Technology and death meet face to face.
Does bravery play no further part in might?
Time runs out as day turns into night.
O God of War, deliver us from this place!

And you who stole in stealth from that machine,
You made no sacrifice; it was the machine’s alone!
It stands triumphant, dispassionate as stone,
A proud creation whose soul you now demean.

A mortar fires its shell. Flak bursts and cracks.
The man who made it cowers in a trench.
The giant chokes in the dwarf’s all-strangling clench;
You can see the stopwatch stop time in its tracks.

But sleep, sleep on. You need rest. You shouldn’t neglect that.
And when the malingerer limps to the stock exchange floor
And hits the button so futures will spiral and soar,
And London’s wiped out? The business of war. You’d expect that.

What was the time then? When did it happen? Why?
Our eyes don’t see clearly corroded by poisonous gas.
But ears still hear. The clock strikes thirteen, and as
Clouds loom we look up; doomsday falls from the sky.

Chaos and farce are the entropic end of our story –
God forbid God should hear the words of our hymns!
Progress drives on, counting profit and prosthetic limbs,
A stopwatch in hand, its heart set on ever more glory.


[1] ‘With Watch in Hand’, ‘Mit der Uhr in der Hand’, the title of the poem. In 1882 Friedrich Nietzsche wrote in ‘Die fröhliche Wissenschaft’, translated as ‘The Gay Science’ in Walter Kaufmann’s 1960’s version: ‘We now think with watch in hand, as we eat lunch, as we turn our eyes to the stock-exchange report’. The book’s title is derived from an old Provençal phrase for the technical demands of the art of poetry, ‘gai saber’; ‘The Joyous Wisdom’, the title of the 19th century translation, offers a more helpful equivalent now. The words and images of Kraus’s poem contain more found material, as ever, than we can readily identify; the same words and imagery also look forward to important material in the Epilogue.


This item, relating to the 1934 film of Kraus reading is currently on the site's home page, but it will, inevitably, disappear from sight, so it seems worth repeating and archiving here.

Detection annotation records.
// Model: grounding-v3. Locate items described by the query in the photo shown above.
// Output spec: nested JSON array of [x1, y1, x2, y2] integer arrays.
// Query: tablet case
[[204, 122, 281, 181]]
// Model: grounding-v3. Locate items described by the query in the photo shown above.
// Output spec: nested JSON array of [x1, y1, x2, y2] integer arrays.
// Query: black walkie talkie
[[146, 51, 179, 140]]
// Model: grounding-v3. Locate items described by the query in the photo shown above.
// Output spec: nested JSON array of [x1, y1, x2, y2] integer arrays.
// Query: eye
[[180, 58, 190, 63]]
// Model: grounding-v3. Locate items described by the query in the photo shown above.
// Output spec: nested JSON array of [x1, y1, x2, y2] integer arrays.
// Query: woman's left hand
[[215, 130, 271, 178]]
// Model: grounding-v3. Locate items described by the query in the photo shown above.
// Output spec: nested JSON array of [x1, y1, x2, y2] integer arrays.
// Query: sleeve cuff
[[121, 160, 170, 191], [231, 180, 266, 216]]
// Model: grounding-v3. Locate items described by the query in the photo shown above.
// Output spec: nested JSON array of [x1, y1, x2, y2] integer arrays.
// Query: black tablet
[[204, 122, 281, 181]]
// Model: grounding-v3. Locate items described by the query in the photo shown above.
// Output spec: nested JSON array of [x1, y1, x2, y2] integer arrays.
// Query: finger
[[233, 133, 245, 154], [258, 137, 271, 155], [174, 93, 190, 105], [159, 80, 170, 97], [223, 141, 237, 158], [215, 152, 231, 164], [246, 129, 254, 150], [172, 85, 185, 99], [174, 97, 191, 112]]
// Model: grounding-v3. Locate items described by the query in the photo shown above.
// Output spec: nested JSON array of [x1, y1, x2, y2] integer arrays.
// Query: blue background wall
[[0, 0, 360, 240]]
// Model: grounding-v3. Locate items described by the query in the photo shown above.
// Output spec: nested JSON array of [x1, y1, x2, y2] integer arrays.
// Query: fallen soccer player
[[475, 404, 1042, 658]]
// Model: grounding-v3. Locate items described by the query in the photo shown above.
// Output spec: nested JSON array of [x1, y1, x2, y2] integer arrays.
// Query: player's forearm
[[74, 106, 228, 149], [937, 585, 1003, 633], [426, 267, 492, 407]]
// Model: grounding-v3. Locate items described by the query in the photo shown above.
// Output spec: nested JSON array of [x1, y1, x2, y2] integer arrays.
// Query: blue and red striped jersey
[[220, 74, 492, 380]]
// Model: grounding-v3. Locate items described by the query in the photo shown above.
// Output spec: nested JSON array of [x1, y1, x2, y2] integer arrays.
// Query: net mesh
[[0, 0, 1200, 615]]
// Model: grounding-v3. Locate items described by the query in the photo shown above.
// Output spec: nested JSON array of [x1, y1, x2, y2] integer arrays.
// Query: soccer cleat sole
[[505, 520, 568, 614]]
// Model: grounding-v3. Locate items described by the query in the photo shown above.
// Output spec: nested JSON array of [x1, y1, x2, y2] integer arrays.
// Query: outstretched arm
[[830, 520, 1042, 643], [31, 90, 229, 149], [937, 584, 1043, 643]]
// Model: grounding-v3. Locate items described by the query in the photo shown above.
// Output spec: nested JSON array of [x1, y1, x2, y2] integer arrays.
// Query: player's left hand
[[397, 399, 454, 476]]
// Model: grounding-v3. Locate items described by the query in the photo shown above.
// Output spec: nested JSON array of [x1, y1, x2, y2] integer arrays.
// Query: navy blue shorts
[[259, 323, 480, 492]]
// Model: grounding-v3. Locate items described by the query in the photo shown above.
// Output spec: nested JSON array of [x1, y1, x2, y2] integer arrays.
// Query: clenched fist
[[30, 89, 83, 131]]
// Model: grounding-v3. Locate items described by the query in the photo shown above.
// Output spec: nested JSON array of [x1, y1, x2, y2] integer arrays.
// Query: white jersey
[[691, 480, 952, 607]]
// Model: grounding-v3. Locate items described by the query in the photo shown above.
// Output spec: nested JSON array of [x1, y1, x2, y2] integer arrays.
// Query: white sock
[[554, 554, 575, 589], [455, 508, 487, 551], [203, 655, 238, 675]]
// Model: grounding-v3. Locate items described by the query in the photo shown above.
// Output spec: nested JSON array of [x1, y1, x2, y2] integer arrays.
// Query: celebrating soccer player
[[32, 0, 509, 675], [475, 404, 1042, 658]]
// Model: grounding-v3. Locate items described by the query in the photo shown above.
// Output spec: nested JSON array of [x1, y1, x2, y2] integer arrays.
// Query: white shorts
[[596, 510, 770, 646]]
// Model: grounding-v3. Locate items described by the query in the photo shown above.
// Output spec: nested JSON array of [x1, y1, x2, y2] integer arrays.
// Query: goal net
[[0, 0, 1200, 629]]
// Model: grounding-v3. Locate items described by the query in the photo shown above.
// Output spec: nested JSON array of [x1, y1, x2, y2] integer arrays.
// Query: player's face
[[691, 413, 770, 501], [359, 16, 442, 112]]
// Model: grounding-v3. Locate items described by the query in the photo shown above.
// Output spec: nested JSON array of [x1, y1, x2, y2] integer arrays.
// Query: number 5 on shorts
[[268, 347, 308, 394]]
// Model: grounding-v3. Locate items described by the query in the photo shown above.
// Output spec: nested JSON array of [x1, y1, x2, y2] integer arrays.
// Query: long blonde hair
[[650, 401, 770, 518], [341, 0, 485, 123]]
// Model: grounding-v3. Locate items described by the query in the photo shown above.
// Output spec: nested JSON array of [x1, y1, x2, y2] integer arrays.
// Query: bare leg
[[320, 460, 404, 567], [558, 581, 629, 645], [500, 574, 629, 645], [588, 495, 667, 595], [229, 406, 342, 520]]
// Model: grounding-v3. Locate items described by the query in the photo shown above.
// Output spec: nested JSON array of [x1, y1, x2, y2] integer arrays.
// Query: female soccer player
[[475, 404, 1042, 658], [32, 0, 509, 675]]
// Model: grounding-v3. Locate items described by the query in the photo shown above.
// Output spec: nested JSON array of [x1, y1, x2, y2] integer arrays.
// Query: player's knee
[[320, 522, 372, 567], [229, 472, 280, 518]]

PROBLEM.
Answer these from the poem page:
(a) What number does the clock strike in the poem?
(b) In what year did Friedrich Nietzsche write 'Die fröhliche Wissenschaft'?
(c) In what year was the film of Kraus reading made?
This material has no connection to the poem page.

SOLUTION TO THIS PROBLEM.
(a) Thirteen.
(b) 1882.
(c) 1934.